> **Task directions**:
Repeat exactly the lines from the line containing "For the benchmark, annotate every instance of the orange" through the last line of the records below, inclusive, and nothing else.

### Raw data

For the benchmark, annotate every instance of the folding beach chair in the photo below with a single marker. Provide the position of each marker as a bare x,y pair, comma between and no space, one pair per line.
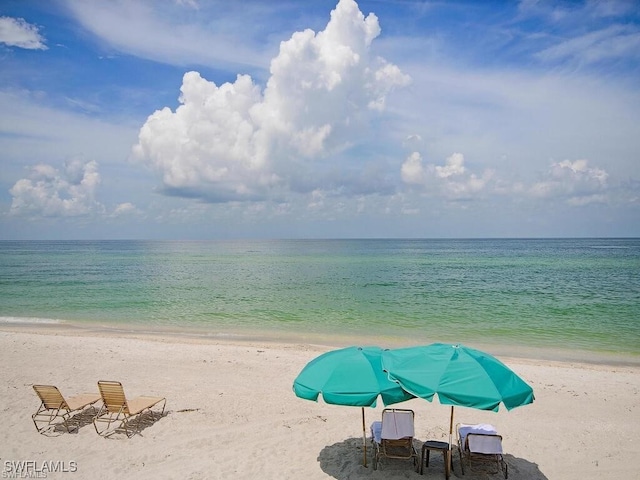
119,411
393,437
481,444
53,405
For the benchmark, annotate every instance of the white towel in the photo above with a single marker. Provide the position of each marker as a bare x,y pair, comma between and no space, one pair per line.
487,444
376,431
481,428
396,425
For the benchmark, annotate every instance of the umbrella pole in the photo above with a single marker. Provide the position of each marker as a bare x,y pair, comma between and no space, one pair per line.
450,460
364,438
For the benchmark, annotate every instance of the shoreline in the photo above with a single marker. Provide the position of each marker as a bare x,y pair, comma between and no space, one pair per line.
231,412
322,341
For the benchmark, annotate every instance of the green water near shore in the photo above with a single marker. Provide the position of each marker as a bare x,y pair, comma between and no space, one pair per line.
569,294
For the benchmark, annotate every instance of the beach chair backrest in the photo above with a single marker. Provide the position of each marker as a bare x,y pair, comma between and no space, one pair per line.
113,396
50,396
397,423
485,444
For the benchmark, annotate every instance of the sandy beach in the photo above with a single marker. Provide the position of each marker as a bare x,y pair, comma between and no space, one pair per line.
231,413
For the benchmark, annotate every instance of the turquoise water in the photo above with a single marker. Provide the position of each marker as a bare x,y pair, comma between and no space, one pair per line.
557,293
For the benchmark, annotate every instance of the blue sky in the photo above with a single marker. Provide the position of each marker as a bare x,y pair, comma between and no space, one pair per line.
196,119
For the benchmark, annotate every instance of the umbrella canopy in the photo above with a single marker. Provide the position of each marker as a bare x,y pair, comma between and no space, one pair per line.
458,375
350,376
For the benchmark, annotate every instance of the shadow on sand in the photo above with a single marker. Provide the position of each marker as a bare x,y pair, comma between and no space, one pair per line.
75,423
344,461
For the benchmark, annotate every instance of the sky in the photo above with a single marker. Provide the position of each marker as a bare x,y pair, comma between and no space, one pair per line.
204,119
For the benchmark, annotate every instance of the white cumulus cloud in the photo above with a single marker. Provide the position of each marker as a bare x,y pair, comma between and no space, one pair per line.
452,180
16,32
237,142
574,180
49,192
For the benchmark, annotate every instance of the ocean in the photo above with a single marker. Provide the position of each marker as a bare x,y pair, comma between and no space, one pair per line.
567,295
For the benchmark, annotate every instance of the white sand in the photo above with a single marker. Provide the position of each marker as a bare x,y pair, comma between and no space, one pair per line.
231,413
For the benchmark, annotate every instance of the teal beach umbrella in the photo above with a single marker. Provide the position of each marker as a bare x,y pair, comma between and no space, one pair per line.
350,376
458,375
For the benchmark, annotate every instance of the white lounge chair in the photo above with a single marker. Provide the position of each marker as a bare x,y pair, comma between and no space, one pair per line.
393,437
480,444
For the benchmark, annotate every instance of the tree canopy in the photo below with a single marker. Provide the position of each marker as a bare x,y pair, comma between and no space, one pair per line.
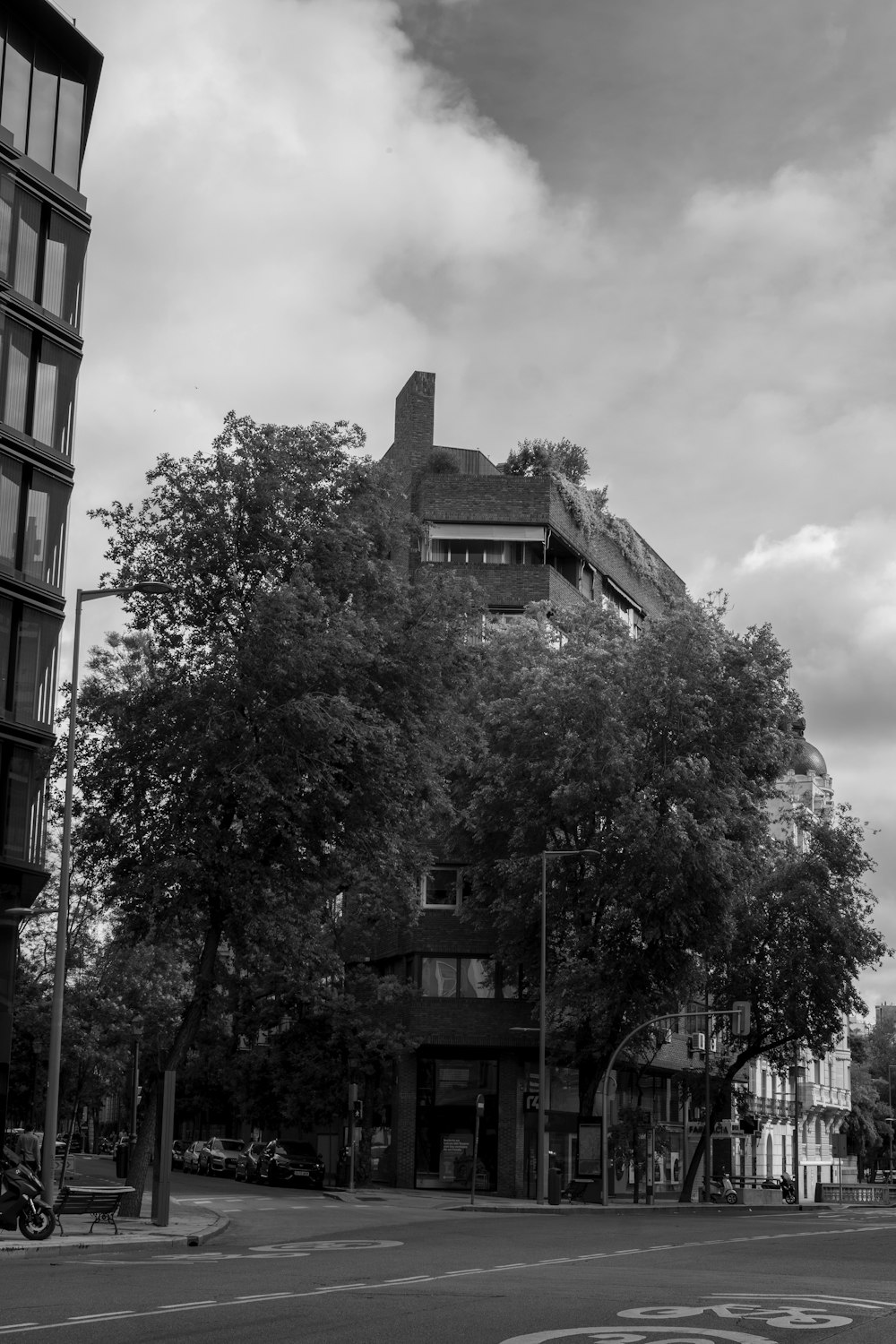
261,739
659,758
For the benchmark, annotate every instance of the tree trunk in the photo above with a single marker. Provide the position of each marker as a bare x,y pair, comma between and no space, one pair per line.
191,1021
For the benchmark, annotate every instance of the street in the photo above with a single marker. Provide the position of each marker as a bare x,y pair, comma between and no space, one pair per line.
392,1266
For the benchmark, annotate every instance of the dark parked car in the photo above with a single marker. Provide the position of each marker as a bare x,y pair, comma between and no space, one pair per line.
191,1155
247,1161
220,1156
290,1160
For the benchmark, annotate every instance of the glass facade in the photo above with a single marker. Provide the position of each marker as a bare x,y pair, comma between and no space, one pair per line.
38,381
446,1091
42,102
42,252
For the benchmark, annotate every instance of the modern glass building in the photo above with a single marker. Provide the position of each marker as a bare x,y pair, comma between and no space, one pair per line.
48,75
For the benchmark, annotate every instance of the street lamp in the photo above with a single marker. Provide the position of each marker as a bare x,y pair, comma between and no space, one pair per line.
543,1021
890,1083
54,1058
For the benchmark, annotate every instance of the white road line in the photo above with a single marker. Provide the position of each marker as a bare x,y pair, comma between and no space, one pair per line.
179,1306
99,1316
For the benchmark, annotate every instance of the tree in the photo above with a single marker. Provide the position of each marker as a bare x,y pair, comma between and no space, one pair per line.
263,736
547,457
799,935
654,755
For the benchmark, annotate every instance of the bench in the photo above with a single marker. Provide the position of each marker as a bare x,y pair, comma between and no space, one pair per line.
101,1203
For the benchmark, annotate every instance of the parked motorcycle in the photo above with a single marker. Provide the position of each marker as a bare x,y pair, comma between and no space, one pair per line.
785,1183
22,1202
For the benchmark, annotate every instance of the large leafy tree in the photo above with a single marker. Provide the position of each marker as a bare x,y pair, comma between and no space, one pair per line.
799,935
263,736
657,757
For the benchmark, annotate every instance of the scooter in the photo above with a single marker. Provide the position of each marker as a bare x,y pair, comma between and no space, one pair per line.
22,1202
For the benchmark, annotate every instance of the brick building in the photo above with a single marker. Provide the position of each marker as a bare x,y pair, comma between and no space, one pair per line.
530,540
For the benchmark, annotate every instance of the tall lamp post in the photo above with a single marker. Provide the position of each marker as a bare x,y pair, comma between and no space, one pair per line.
54,1058
890,1083
543,1019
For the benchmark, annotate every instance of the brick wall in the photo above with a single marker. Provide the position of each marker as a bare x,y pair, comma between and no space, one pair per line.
414,422
536,500
405,1120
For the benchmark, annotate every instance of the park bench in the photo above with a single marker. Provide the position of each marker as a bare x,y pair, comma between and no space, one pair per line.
99,1203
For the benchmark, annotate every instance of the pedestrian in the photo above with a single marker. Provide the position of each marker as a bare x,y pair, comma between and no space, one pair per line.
29,1150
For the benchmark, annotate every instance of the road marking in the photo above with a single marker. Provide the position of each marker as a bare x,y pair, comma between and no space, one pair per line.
177,1306
99,1316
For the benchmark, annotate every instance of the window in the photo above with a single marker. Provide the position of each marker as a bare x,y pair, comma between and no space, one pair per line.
42,104
42,253
23,806
38,386
443,889
457,978
29,650
31,538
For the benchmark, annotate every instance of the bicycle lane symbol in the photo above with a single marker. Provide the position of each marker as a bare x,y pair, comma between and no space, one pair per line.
640,1327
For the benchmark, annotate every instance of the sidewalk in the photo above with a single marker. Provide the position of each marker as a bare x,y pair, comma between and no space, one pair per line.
183,1230
450,1202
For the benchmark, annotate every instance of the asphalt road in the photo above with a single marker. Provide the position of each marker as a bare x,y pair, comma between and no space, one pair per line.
298,1266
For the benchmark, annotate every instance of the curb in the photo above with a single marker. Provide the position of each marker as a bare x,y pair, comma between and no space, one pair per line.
126,1236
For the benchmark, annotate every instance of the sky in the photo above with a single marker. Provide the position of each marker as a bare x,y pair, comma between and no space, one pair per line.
662,228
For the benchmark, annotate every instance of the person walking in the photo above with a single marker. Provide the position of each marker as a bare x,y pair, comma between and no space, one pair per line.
29,1150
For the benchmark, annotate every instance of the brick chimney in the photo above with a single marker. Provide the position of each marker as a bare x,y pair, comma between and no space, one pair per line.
414,422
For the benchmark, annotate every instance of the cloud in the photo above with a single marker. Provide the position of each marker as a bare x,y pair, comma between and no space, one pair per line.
292,212
810,546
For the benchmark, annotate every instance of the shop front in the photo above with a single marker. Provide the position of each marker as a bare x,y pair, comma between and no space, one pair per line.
446,1093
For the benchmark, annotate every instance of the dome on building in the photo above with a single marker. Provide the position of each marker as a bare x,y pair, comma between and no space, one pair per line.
806,758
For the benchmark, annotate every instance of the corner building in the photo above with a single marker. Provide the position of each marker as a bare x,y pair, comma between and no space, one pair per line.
527,545
48,75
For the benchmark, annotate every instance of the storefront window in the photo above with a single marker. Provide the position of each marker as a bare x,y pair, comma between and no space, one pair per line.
446,1094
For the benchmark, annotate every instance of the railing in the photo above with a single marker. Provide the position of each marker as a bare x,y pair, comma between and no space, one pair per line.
855,1193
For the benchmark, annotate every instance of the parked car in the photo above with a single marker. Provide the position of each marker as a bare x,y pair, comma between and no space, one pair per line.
290,1160
247,1161
220,1156
191,1155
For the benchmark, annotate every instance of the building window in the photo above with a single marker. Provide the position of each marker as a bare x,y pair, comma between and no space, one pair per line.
42,104
457,978
42,253
23,804
32,523
29,650
443,889
38,386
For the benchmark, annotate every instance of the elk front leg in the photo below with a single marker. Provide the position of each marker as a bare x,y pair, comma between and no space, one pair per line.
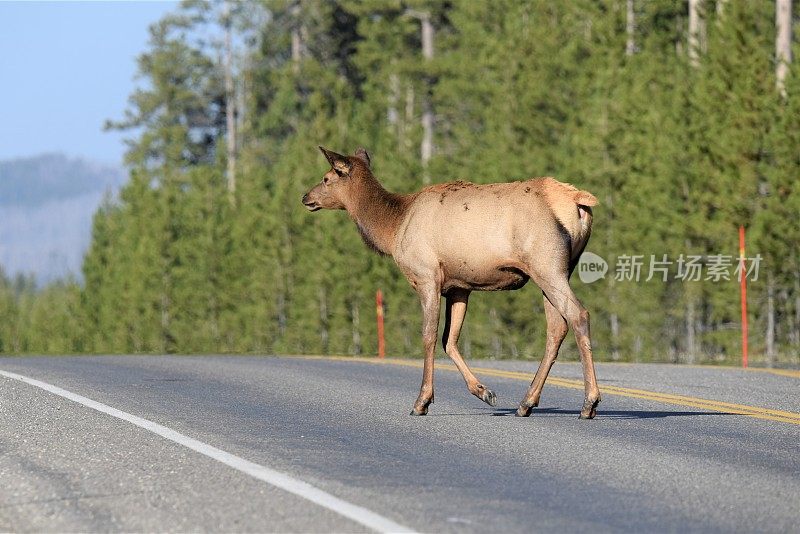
560,295
455,310
556,332
429,298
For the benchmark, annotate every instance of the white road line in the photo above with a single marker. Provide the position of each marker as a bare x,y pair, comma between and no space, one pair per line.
270,476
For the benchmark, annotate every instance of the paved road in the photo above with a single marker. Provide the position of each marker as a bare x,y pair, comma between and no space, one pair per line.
659,457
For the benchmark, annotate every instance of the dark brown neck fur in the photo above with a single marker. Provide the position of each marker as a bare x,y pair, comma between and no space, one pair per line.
376,212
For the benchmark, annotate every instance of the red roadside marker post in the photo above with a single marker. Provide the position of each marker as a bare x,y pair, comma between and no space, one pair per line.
379,310
743,291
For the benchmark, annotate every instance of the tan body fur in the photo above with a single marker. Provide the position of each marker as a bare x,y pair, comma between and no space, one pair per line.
452,239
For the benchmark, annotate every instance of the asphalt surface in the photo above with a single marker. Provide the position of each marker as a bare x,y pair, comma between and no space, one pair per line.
343,426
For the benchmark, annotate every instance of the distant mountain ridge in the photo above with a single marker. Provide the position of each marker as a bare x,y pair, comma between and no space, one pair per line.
46,208
34,181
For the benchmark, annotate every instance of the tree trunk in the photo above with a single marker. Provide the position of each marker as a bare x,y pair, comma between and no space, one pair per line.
696,31
405,139
394,97
323,319
783,42
497,344
691,342
356,322
796,322
230,104
630,29
297,41
426,147
770,337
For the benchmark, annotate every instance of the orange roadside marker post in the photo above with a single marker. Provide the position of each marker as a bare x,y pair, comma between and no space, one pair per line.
743,291
379,311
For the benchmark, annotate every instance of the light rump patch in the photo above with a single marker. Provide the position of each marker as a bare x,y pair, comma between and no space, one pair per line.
454,238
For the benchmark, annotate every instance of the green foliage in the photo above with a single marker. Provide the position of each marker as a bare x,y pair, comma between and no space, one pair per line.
679,156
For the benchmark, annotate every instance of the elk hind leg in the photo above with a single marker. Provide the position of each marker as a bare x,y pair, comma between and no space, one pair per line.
455,310
556,332
429,299
564,300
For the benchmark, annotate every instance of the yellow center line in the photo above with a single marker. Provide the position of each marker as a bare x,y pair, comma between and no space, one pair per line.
667,398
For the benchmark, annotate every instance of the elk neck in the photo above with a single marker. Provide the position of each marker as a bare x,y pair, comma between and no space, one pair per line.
377,213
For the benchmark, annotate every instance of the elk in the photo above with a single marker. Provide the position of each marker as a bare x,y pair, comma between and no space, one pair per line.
454,238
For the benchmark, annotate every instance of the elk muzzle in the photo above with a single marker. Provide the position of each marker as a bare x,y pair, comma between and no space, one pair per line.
311,205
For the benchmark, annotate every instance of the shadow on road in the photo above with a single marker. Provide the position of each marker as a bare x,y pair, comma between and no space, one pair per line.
611,414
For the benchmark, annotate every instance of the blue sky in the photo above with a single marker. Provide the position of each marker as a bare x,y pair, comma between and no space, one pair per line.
65,68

######

> **Solved exercise**:
For the benchmark, annotate every instance of the orange roadside marker post in the photo above with a single marker. Provide the position of each marker as a bare x,y pair, comma between and no space, one pair per line.
743,291
379,311
For the benchmark, annotate every instance of the light rump patch in the photo above with a single marker. Provide the position of each marker as a bare x,y pair, comma between and no space, one pair per line.
454,238
For the benchmark, annotate every instance of the green foliage in the photo above with a single marker. Provide the position of each marker as a bare x,y pair, comma between and no space, one pair per line.
679,156
For the benchmark, annotate every instance of the elk hind leg in the photo above with a single marker. Provide the position of each marker as a bare x,y pair, comma between and no space, one pair per line.
455,310
556,332
429,299
564,300
For the benchmark, annotate every instance of the yellow center line in the photo above with a single marker. Provide the position of each marker as a bare x,y pair, comma between and no space, one pair per line.
667,398
For the benchmark, annotate every instance of the elk neck in the photo above with a single marker. Provide the position of each marker as a bare x,y pair, comma between and no space, one pair per line.
377,213
For the benchmark, annotate every instance of the elk in the photo above with a single marker. Provide the position of each marker as a bare x,y pair, comma between and no space, one pair per line.
454,238
For the benchmark, annotate every instance of the elk muzzle in the photo above with a single marker. Provide the position of each marker as a bare x,y pair, comma between and no space, one pair per line.
311,205
For the benchmark, annotate every instance of the shadow on road in the photo above with a single marker. Provide the position of each marker as a bare x,y pair, comma between and no space, one pair per line.
611,414
For the benchmark, annotate every instance of the blue sky in the photo above with a single marker. Provide the position of each marker as a bare x,y pair, comma between and no space, one pair per line.
65,68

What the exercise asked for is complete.